EXERCISE REQUIREMENTS:
In the listing that follows, locate the line containing "Query: long dark hair" and the line containing "Query: woman's left arm". Retype exactly those two lines and every line between them, and nothing more.

RECORDS FOR PROCESSING:
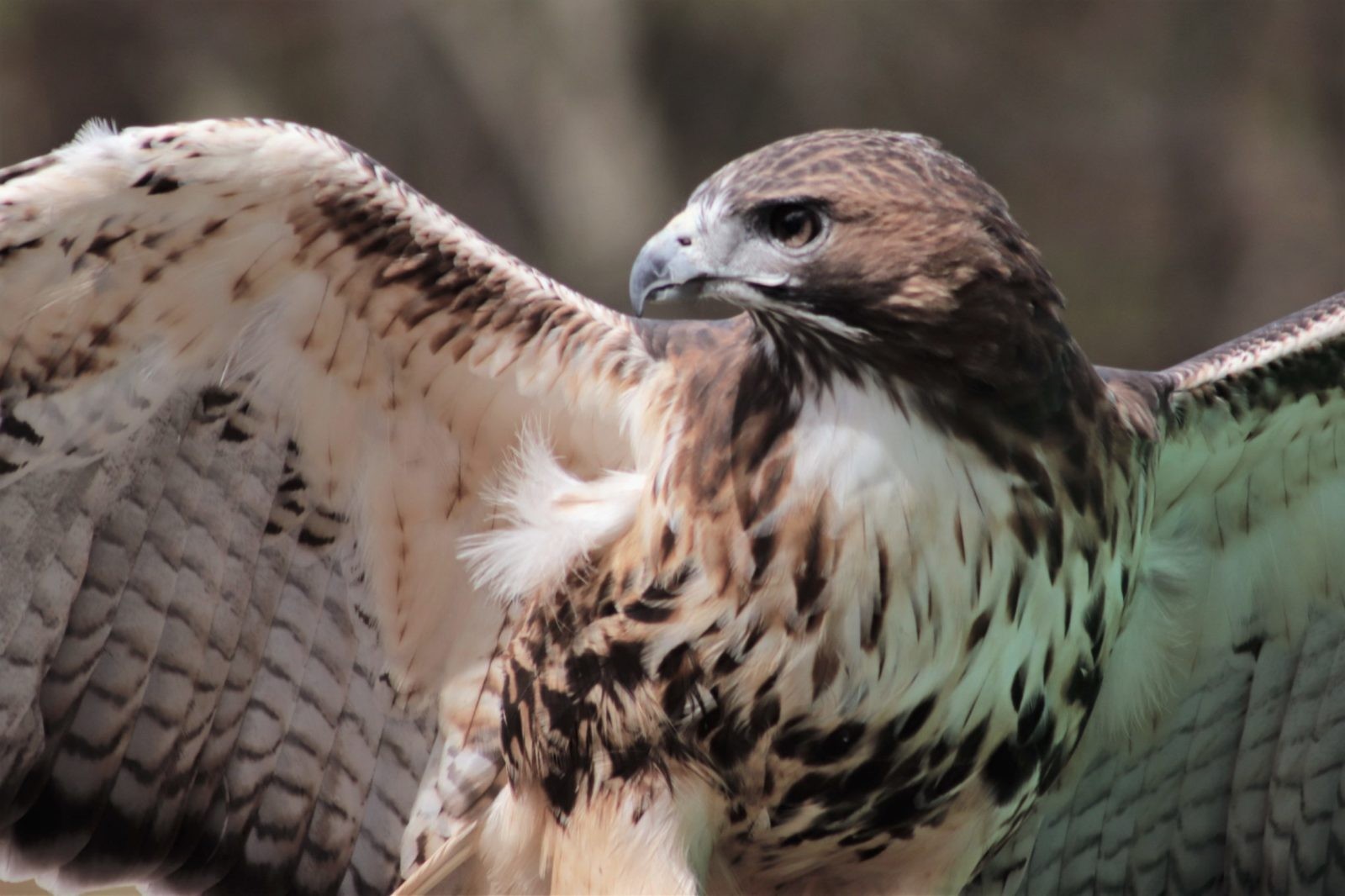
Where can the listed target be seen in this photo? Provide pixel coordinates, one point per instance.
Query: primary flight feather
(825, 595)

--

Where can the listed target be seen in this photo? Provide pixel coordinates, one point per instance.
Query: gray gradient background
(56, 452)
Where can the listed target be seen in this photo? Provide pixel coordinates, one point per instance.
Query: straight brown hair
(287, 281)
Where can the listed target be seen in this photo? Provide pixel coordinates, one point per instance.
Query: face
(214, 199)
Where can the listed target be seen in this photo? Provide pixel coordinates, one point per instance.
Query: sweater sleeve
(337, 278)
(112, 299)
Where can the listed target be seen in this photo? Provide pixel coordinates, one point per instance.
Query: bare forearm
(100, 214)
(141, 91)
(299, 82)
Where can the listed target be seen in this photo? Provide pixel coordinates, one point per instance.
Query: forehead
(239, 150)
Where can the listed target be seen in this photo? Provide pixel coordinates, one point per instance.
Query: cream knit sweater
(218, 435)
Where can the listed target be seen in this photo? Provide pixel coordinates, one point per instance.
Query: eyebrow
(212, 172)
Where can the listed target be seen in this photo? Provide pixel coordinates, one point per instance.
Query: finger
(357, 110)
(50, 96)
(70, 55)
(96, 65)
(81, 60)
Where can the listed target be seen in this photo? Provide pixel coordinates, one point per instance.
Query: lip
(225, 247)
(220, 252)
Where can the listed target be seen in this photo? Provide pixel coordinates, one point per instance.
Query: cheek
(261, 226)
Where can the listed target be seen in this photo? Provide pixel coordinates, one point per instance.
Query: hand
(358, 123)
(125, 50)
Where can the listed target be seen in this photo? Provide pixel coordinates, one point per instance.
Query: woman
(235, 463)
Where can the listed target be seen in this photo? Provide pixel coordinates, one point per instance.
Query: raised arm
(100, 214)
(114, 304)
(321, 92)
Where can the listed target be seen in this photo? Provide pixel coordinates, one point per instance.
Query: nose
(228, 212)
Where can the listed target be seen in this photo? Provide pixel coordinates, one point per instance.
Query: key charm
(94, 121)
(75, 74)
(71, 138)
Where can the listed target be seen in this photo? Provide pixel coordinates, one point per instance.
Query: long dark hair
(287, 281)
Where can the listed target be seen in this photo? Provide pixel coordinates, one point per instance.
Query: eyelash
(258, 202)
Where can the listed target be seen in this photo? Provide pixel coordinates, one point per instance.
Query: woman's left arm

SOLVED EXERCISE:
Query: long dark hair
(287, 281)
Where can the listed target be seen in this photo? Provide pixel coordinates, one point per instance.
Query: eyelash
(258, 202)
Where can the listed target be seen in this photo? Provide pixel coordinates, one point per instance.
Query: woman's left arm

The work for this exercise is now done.